WHAT IS BEING ASKED: Print the line that contains "Find the peacock" and every line after it through the last line of the records below, exactly as written and nothing else.

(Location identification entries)
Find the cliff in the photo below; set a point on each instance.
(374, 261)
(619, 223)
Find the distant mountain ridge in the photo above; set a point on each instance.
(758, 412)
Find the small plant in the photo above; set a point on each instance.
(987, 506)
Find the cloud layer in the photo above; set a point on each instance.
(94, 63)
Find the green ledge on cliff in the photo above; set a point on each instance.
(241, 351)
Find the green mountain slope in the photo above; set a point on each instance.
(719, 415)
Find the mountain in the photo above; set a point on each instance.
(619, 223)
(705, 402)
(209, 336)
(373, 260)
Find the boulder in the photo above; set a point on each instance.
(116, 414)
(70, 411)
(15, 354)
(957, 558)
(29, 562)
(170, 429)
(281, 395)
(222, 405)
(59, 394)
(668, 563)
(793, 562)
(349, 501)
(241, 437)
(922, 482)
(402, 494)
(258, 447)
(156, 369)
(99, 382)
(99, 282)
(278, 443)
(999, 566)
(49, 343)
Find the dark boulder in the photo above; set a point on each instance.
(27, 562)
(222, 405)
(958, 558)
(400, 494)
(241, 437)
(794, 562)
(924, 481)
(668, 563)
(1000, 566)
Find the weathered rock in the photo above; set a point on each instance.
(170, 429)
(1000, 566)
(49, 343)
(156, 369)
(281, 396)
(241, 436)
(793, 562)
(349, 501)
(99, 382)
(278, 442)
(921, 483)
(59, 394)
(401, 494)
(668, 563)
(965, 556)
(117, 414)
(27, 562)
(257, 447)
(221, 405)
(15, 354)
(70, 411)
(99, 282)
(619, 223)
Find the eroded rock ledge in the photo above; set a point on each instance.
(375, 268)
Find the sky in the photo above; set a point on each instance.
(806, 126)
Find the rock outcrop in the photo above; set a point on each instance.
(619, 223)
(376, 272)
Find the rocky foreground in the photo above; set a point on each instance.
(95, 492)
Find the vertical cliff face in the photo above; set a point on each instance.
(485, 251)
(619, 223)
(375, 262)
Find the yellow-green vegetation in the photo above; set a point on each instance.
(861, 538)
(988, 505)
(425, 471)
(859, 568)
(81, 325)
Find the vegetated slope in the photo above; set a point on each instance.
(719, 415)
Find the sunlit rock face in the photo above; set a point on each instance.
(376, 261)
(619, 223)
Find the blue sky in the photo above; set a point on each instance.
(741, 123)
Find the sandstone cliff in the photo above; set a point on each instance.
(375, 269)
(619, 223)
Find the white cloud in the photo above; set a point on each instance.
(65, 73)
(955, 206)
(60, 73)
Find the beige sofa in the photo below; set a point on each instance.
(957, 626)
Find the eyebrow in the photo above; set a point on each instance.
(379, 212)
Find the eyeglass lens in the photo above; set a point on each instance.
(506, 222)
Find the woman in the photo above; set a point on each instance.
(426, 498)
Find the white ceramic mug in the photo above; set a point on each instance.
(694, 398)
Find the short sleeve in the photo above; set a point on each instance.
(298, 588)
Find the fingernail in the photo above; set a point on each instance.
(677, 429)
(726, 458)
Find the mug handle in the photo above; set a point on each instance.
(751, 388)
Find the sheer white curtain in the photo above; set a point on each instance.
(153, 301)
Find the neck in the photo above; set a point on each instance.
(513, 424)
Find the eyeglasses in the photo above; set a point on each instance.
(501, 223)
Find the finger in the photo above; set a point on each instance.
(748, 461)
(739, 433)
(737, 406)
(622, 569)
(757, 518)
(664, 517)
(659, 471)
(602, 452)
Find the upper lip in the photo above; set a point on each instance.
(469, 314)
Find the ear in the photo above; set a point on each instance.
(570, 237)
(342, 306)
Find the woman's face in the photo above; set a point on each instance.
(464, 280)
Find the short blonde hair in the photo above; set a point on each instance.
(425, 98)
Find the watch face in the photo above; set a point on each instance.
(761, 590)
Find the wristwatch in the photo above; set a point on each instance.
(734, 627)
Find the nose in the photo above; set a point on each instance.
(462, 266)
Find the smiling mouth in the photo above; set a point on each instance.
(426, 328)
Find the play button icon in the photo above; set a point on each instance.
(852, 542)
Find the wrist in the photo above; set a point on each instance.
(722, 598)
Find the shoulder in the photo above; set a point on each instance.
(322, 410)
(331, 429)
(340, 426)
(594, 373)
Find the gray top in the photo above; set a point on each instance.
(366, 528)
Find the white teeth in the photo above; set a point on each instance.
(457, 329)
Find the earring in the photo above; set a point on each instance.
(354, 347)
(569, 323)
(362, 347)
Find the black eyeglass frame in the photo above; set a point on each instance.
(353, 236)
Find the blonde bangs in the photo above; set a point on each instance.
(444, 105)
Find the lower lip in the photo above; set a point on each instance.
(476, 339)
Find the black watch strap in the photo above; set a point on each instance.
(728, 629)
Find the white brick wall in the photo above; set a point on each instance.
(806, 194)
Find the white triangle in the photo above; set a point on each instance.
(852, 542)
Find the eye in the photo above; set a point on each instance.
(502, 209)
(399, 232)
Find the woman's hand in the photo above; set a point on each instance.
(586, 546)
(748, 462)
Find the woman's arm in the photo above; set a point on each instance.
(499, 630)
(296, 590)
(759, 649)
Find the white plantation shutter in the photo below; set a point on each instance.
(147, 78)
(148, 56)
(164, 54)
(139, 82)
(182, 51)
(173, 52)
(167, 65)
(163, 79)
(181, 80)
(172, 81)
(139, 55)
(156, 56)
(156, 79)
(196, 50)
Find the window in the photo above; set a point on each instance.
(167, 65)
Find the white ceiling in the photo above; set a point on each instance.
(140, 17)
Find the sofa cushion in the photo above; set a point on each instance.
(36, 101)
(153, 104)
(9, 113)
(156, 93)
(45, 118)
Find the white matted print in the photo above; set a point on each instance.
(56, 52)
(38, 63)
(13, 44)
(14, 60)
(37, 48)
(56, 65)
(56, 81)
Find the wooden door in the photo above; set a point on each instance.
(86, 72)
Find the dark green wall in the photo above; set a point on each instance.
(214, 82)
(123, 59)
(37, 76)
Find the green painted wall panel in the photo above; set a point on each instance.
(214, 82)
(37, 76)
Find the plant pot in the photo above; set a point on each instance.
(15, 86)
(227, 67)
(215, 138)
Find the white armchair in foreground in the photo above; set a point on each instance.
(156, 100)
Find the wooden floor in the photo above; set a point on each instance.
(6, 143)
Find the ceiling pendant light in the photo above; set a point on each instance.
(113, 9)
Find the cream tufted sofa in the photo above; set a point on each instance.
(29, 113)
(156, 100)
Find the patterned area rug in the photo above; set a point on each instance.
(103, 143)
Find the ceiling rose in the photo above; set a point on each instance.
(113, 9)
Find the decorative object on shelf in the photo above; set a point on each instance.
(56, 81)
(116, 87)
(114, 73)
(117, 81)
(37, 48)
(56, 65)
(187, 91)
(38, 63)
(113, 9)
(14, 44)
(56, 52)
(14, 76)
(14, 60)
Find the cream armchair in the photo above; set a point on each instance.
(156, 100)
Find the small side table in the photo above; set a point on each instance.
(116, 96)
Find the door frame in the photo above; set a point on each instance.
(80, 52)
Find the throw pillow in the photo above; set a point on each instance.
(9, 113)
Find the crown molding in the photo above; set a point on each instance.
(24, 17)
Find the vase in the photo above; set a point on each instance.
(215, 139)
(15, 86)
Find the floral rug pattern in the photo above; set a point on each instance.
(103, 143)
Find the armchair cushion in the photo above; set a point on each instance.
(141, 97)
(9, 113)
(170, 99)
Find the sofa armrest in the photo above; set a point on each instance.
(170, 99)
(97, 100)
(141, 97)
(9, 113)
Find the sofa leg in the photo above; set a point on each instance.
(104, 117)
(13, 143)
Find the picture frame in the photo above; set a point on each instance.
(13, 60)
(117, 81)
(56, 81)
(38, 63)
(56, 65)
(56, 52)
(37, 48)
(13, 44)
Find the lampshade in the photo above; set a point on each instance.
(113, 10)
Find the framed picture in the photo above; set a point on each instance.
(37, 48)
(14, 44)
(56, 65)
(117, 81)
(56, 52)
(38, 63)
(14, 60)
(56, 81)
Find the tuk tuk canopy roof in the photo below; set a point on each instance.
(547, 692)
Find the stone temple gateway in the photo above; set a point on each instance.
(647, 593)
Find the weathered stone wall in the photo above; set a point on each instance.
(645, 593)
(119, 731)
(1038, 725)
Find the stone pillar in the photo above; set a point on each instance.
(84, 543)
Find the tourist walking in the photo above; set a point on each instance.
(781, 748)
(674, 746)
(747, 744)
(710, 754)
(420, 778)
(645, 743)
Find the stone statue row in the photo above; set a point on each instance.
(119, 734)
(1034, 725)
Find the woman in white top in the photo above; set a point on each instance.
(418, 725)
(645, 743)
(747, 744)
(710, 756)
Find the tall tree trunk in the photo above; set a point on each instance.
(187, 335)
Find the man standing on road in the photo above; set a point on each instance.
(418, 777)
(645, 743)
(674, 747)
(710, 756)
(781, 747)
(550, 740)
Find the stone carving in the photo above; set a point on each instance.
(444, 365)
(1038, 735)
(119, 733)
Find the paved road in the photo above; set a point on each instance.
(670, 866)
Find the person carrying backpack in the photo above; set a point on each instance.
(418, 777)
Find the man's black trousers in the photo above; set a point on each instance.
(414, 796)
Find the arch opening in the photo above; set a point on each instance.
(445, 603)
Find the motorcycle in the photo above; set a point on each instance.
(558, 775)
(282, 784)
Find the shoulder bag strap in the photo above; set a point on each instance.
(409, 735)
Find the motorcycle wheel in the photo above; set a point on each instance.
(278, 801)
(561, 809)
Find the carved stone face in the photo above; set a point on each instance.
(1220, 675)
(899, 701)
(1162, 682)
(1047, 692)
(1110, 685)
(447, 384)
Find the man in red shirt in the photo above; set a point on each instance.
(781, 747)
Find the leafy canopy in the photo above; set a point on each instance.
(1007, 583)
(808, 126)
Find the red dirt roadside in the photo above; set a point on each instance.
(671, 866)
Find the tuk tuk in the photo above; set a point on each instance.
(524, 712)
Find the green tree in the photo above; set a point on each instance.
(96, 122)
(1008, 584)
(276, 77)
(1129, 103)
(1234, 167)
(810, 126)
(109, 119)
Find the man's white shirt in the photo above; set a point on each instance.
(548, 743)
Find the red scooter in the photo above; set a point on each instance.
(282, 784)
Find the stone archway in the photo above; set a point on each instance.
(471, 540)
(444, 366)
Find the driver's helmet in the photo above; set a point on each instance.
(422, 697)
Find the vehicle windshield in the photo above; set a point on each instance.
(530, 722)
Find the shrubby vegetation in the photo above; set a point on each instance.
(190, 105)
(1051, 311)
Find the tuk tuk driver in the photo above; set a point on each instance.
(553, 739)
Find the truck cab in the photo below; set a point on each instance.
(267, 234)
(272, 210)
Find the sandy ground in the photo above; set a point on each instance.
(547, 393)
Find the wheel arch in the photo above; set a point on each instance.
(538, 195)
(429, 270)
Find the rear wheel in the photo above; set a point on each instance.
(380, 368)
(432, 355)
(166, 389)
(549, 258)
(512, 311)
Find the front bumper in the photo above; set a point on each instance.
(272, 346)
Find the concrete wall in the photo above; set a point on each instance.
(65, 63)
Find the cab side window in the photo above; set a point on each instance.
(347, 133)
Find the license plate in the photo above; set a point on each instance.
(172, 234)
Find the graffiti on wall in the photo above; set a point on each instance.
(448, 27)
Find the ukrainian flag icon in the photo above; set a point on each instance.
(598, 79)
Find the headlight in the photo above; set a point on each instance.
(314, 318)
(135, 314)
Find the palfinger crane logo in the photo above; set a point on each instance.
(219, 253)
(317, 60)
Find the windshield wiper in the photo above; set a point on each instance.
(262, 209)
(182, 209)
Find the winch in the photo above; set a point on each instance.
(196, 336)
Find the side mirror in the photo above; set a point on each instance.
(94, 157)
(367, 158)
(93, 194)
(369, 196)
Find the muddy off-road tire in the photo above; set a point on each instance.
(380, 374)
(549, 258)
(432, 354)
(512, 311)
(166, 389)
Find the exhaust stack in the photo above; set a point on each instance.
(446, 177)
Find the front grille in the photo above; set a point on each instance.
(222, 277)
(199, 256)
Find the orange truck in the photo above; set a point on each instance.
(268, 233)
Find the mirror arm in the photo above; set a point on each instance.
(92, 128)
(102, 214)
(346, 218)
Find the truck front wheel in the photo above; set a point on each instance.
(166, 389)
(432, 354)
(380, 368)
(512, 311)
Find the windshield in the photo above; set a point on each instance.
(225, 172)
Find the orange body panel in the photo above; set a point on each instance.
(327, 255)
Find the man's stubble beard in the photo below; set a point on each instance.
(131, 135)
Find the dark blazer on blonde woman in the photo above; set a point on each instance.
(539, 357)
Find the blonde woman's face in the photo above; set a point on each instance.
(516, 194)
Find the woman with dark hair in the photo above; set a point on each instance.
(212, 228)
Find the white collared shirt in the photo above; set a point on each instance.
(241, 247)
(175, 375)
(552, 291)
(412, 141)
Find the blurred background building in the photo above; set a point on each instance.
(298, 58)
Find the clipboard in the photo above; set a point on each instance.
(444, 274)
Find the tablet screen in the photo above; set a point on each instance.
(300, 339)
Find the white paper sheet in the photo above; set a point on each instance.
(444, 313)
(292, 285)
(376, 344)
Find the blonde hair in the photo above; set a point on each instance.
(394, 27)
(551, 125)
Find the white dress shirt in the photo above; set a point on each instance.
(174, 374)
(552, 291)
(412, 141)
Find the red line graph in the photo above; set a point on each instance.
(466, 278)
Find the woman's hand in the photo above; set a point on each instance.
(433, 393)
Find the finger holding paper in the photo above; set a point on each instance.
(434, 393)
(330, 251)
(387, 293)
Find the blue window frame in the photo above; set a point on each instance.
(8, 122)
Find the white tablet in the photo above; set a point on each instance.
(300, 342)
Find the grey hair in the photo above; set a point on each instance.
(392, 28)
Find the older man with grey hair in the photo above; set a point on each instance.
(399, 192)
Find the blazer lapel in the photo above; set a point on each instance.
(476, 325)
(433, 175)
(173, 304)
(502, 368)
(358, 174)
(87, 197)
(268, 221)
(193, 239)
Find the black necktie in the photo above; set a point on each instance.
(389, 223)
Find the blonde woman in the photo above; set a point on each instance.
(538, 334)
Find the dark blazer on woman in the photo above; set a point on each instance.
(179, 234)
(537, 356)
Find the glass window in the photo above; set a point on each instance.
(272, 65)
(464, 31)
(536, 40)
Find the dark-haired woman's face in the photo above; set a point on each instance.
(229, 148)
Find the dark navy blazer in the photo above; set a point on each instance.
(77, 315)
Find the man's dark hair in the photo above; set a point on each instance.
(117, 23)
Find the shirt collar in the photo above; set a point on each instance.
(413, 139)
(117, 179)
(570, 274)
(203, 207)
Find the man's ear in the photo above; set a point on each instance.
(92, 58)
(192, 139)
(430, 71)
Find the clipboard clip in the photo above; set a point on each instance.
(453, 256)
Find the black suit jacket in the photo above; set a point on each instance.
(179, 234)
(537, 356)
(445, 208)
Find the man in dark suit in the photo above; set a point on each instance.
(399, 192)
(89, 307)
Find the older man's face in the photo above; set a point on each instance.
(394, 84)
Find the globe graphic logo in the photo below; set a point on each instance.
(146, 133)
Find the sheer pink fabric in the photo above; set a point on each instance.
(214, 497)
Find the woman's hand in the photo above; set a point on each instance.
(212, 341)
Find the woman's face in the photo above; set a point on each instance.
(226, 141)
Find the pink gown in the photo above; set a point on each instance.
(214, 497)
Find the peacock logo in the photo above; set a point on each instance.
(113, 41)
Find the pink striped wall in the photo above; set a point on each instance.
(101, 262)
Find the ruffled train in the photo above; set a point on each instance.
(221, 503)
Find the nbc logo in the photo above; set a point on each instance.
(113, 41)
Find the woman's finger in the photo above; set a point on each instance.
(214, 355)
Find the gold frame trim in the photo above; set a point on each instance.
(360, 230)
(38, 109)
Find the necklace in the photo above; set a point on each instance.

RESPONSE:
Find the peacock logo in the photo above; set a point on each instance.
(113, 41)
Find the pink striped wall in the photo above; set a point on each instance.
(101, 262)
Find the ruffled train in the photo above; set a point on each instance.
(221, 503)
Find the nbc logo in the photo above; set a point on each instance.
(113, 41)
Find the woman's finger in the photo above; set a point on each instance.
(214, 355)
Find the gold frame trim in the photo above; set a point on each instance.
(360, 230)
(38, 109)
Find the necklace in the photo above; set a point on each instance.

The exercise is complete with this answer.